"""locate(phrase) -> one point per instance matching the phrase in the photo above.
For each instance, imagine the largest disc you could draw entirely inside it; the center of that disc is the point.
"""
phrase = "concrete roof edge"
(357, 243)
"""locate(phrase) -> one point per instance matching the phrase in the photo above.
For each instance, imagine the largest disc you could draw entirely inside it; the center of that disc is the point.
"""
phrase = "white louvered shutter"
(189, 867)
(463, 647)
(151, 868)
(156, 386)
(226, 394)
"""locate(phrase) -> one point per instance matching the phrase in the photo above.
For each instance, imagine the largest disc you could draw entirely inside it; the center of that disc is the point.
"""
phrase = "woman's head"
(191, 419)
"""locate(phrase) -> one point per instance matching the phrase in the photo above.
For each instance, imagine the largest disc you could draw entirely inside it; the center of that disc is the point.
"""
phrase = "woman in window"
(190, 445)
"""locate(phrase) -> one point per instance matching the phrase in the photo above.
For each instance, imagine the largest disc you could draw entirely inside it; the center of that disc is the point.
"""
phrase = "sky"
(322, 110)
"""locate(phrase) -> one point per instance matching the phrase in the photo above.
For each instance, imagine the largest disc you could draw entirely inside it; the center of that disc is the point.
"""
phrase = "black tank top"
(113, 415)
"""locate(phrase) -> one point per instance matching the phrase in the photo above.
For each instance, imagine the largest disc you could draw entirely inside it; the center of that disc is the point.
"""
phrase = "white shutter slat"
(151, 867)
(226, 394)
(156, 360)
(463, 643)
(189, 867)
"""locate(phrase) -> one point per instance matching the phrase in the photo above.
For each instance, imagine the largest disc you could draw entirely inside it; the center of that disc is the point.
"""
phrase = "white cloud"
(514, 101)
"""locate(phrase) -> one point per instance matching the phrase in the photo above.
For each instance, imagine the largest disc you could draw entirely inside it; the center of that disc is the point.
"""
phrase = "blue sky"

□ □ □ □ □

# Your goal
All records should be written out again exactly as given.

# Output for this exercise
"""locate(phrase) -> one point per instance matching the phrase in the photo above.
For each instance, imagine the largest disc you could draw entirely inside it; the center of that disc is the point.
"""
phrase = "concrete roof edge"
(357, 243)
"""locate(phrase) -> one point per instance matching the phrase in the photo above.
For each instance, imagine the largest disc you could draw entirely inside it; the center of that disc is the point.
"""
phrase = "white louvered shutter"
(189, 867)
(463, 647)
(151, 868)
(156, 386)
(226, 394)
"""locate(phrase) -> one point per instance matching the phrase in the photo above.
For each instance, imagine the largest disc you could draw entirely inside it; the center of that disc is the point.
"""
phrase = "woman's head"
(191, 419)
"""locate(phrase) -> one point per instance matching the phrase in the photo above.
For each instance, imagine the largest disc you could draw entirely inside it; the center of that disc is the point.
"""
phrase = "woman in window"
(190, 445)
"""locate(phrase) -> one point per instance matching the phrase in the photo above.
For each instance, imagine the largest disc you could draw entirely inside it; the center of that disc is the point.
"""
phrase = "sky"
(322, 110)
"""locate(phrase) -> one point per instance matching the phrase in the photo above.
For each instance, imagine the largest disc you could draw entirely inside it; the center of that disc is the point.
"""
phrase = "black tank top"
(113, 415)
"""locate(phrase) -> one point per instance matching the phrase in the photo above.
For each instance, imagine the largest disc you could draw entirely inside it; the center of that disc is the point.
"""
phrase = "white shutter slat"
(151, 867)
(226, 394)
(156, 360)
(463, 643)
(189, 867)
"""locate(phrase) -> one point per instance matching the phrase in the photo above.
For each instance, imagine the largest disc you could draw entirely inside it; the center of that disc is the point.
"""
phrase = "white cloud"
(514, 101)
"""locate(phrase) -> one point per instance matching the phrase in the photo above.
For each instance, imagine the largest disc you could draw entirely inside it; the center of that disc is the point.
"""
phrase = "blue sky"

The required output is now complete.